Margot Robbie's method dressing strikes again The Austalian actress is a modern Catherine Earnshaw even off screen

Margot Robbie's method dressing strikes again The Austalian actress is a modern Catherine Earnshaw even off screen

A film is also sold through a press tour. Timothée Chalamet proved it, moving from the scruffy look of Bob Dylan for A Complete Unknown to the flashy orange of Marty Supreme. What the actor did had already been experimented with by Margot Robbie in 2023, when she toured the world carrying the box office success of Barbie directed by Greta Gerwig. A careful attention to clothing, with a focus on the coherence between on-screen and off-screen identity, which became a book the following year with the release of Barbie: The World Tour. A collection retracing the looks worn by the actress, which she worked on herself together with her stylist Andrew Mukamal, where the most iconic creations inspired by the Mattel doll come back to life, showcased on red carpets and created with the contribution of the most important fashion houses from Donatella Versace to Giorgio Armani.

Method Dressing

Robbie did the same with “Wuthering Heights” by Emerald Fennell, once again accompanied by Mukamal. The adaptation of the novel by Emily Brontë published in 1847 blends lace and corsets from the era with a strong romantic taste, embraced by the actress both in the film and in real life. A constant reference to the work carried out by Jacqueline Durran, costume designer of “Wuthering Heights”, whose modern elements initially caused an uproar among fans of the novel who could not find historical accuracy between the book and the first images of the film. Yet they perfectly match the excessive and lustful aesthetic that Fennell wanted to express with her movie, also supported by the set design of Suzie Davies.

• [DATA]:
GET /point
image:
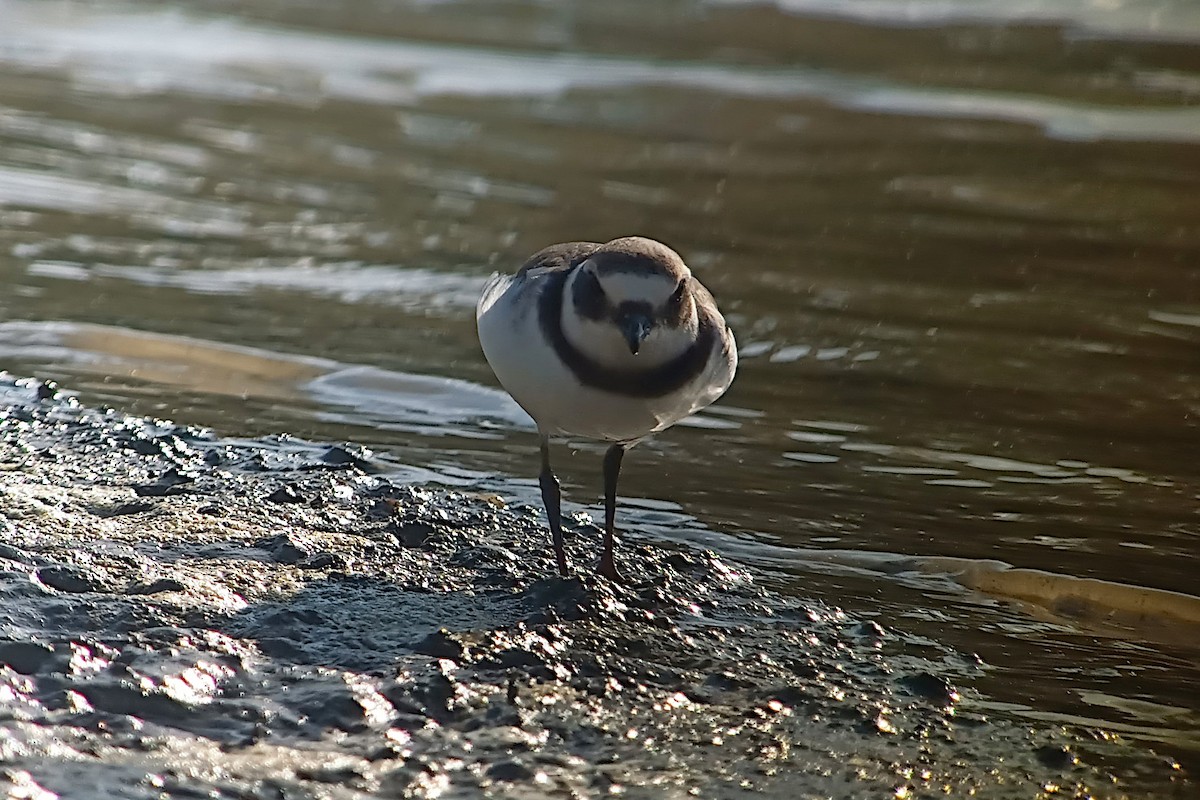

• [LIST OF TASKS]:
(a) From the Margot Robbie article, extract the text starting with "A film is also" and going on through "to Giorgio Armani.".
(b) List every film title that the Margot Robbie article mentions.
(c) Do the following statements agree with the Margot Robbie article? Answer yes or no for each, quoting the deciding words. (i) The Emily Brontë novel was published in 1847. (ii) Barbie was directed by Emerald Fennell. (iii) Robbie worked on the book Barbie: The World Tour without anyone else.
The data come from a separate source.

• [CORRECT ANSWERS]:
(a)
A film is also sold through a press tour. Timothée Chalamet proved it, moving from the scruffy look of Bob Dylan for A Complete Unknown to the flashy orange of Marty Supreme. What the actor did had already been experimented with by Margot Robbie in 2023, when she toured the world carrying the box office success of Barbie directed by Greta Gerwig. A careful attention to clothing, with a focus on the coherence between on-screen and off-screen identity, which became a book the following year with the release of Barbie: The World Tour. A collection retracing the looks worn by the actress, which she worked on herself together with her stylist Andrew Mukamal, where the most iconic creations inspired by the Mattel doll come back to life, showcased on red carpets and created with the contribution of the most important fashion houses from Donatella Versace to Giorgio Armani.

(b)
A Complete Unknown
Marty Supreme
Barbie
"Wuthering Heights"

(c)
(i) Yes: "the novel by Emily Brontë published in 1847"
(ii) No: "Barbie directed by Greta Gerwig"
(iii) No: "which she worked on herself together with her stylist Andrew Mukamal"